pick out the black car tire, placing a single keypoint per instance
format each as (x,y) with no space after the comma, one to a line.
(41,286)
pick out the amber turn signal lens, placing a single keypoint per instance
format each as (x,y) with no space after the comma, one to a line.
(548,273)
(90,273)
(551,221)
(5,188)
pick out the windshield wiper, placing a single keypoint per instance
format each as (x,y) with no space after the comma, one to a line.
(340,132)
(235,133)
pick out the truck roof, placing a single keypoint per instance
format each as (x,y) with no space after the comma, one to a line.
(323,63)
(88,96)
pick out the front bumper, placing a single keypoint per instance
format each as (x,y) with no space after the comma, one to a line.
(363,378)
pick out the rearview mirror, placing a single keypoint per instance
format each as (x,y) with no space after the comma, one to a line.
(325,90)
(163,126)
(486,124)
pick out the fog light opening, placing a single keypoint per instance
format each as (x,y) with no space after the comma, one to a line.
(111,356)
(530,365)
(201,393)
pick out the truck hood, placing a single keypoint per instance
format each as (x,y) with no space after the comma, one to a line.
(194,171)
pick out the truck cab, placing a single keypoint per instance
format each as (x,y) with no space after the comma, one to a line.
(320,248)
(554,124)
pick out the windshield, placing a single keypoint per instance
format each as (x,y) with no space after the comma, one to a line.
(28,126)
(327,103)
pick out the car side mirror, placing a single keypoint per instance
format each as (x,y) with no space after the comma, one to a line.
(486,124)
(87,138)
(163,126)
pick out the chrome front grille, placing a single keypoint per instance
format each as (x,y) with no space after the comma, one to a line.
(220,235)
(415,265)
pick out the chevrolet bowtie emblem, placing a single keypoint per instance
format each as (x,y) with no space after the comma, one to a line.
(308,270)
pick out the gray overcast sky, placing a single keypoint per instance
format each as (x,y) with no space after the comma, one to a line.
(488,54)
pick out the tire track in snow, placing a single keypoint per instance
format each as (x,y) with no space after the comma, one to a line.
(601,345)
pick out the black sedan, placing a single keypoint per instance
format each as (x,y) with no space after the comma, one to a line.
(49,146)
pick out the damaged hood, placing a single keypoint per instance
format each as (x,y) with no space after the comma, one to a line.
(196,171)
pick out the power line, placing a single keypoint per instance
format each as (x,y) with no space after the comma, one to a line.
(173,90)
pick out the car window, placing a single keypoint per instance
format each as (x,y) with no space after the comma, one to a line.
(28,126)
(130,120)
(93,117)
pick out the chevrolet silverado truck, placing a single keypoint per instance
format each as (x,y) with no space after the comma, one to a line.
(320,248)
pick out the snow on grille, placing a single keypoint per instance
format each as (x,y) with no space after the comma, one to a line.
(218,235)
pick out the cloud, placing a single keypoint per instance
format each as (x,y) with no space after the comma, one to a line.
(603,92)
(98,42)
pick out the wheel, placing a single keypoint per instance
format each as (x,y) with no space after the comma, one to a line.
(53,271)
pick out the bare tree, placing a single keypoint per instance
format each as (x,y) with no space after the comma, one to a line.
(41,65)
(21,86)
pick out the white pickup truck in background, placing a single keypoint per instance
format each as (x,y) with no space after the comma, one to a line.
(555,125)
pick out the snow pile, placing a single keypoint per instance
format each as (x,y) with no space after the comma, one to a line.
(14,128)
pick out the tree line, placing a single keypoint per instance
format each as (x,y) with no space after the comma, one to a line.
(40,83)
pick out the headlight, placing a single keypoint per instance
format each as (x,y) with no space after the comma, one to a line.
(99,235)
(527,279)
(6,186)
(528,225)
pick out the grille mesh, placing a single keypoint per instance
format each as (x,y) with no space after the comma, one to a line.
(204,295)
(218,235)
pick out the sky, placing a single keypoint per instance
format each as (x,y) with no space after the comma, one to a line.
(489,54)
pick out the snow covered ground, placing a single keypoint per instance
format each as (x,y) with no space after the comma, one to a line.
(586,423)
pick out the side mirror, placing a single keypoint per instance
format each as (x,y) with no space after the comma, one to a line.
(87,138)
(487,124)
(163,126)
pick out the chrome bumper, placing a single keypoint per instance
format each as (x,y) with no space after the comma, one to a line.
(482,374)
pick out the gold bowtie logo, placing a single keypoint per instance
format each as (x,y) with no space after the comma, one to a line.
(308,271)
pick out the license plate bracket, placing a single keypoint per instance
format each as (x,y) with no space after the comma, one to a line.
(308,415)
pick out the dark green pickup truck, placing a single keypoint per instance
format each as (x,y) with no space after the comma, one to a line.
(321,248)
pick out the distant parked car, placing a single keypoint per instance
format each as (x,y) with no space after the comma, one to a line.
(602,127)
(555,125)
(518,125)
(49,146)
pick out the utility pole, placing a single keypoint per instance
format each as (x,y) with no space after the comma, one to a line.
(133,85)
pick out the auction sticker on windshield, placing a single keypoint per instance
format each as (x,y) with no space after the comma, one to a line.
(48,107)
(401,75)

________

:: SET TASK ::
Copy out the whole listing exactly as written.

:: FINAL RESULT ::
pick out the black car tire, placing a single keypoint per instance
format each as (x,y) with no space after the comma, one to a line.
(41,286)
pick out the amber turn signal lens, placing a single keypoint per instance
format each as (x,y) with no space after the comma, one to a line.
(548,273)
(90,273)
(551,221)
(5,188)
pick out the windshield wiper, placing a single keypoint per instance
format each as (x,y) with no space after the comma, one to a line.
(340,132)
(235,133)
pick out the truck roof, placing a single keypoint per instance
format each as (x,y) with no space after the comma, one to a line.
(323,63)
(88,96)
pick out the front bumper, placing a single keypoint per instance
format each as (x,y) with no space after the comma, one to a line.
(363,378)
pick out the rearview mirror, placing a single keypoint per instance
format each as (x,y) with no space after the comma, one to a line.
(325,90)
(163,126)
(486,124)
pick out the fog light opening, placing a single keypoint per instance
format each as (x,y) with no space after the comma, one to a line.
(111,356)
(530,365)
(201,393)
pick out the truck hood, placing a single keypoint per instance
format each as (x,y) with no space after the comma, one to a line.
(194,171)
pick out the truck cab, placing a single keypoint per instance
format each as (x,y) with no space after the comma, one to a line.
(320,248)
(554,124)
pick out the windshield, placing a single keypoint per instance
format each as (x,y) with no space after the comma, one to a line.
(28,126)
(327,103)
pick out the car side mirror, placing a single keypoint per instance
format each as (x,y) with no space after the comma, one to a line.
(486,124)
(87,138)
(163,126)
pick out the chrome front grille, placing a single keypoint per instance
format each as (x,y) with no space after the comma, one to a line.
(220,235)
(415,265)
pick out the chevrolet bowtie emblem, placing a single keypoint per instance
format each as (x,y) with no space after the comma, one to a line.
(308,270)
pick out the gray overcast sky, placing a single keypoint per instance
format each as (x,y) with no space after the comma, one to a line.
(488,54)
pick out the tire track in snow, placing a single keypoint per instance
format each as (x,y) with no space after the comma, one to a line.
(601,345)
pick out the black sedan, placing a single keypoint per instance
format each as (x,y) with no space after the comma, one to a line.
(49,146)
pick out the damaged hood, placing a single keypoint per instance
format each as (x,y) with no space after the comma, one to a line.
(196,171)
pick out the power line, placing a single keypoint per instance
format each as (x,y) with no space after the comma, one to a line.
(173,90)
pick out the car window, placing a single keypoint per instance
format each as (x,y) with no space after the comma, one to a line.
(28,126)
(130,120)
(93,117)
pick out the chevrolet silverado truck, placing a single keypoint per instance
format each as (x,y) with no space after the comma, one to a line.
(320,248)
pick out the snow on grille, placing a single keypoint per instance
format each as (x,y) with no space after the comma, one to a line.
(218,235)
pick out the cloud, placing a single keypoint per instance
format each as (x,y) with no space after the comma, one to a line.
(603,92)
(98,42)
pick out the wheel, placing a single keypoint per instance
format each as (x,y) with no space after the comma, one to a line.
(53,271)
pick out the bare tree, placing a single keypoint per instance
format each as (x,y) with no space after the comma, one to a line.
(41,65)
(21,86)
pick out the white pickup truck in background, placing a single keypoint per instance
format each as (x,y) with no space after the comma, one to a line.
(555,125)
pick out the snow pile, placing a single keypoint per instance
format each as (x,y) with no space after the comma, one to a line.
(14,128)
pick out the tree line, placing a single keypoint per instance
format each as (x,y) with no space after the comma, one to a line.
(40,83)
pick out the headlight, placing a single keypoint per instance
format each as (x,y) with no space after the comma, one to a line.
(99,235)
(527,279)
(6,186)
(528,225)
pick out the grille mesh, placing a single keypoint per instance
format each as (x,y) with no space after the comma, one to a line.
(204,295)
(218,235)
pick out the sky, placing a single keypoint per instance
format each as (x,y) with no space after the comma, one to a line.
(489,54)
pick out the snow covered ground, placing a single keypoint per instance
format each as (x,y) with no space after the comma, one to a line.
(586,423)
pick out the side mirror, placing a single keypoint per instance
format each as (x,y) with no space after the comma, one to a line.
(87,138)
(487,124)
(163,126)
pick out the chrome bumper, placing a single keypoint per instance
format each as (x,y) with no space after the comma, one to a line.
(482,374)
pick out the gold bowtie logo, placing a single keypoint per instance
format each as (x,y) with no space after the comma, one to a line.
(308,271)
pick out the license plate bracket, placing a single keypoint per instance
format each as (x,y) with no space after the comma, one to a line.
(308,415)
pick out the dark green pickup truck, placing a single keypoint per instance
format each as (x,y) with no space after the comma, one to a line.
(321,248)
pick out the distant parked car, placing a single keypoint per instance
format each as (x,y) with no space after the comma, one to a line.
(602,127)
(555,125)
(518,125)
(49,146)
pick out the utility pole, placing a single keypoint per instance
format each as (x,y) with no space after the comma, one to a line.
(133,85)
pick out the auction sticker on windshield, placing a single keypoint per instance
format each as (x,y) with no space after the comma, one to a line.
(48,107)
(401,75)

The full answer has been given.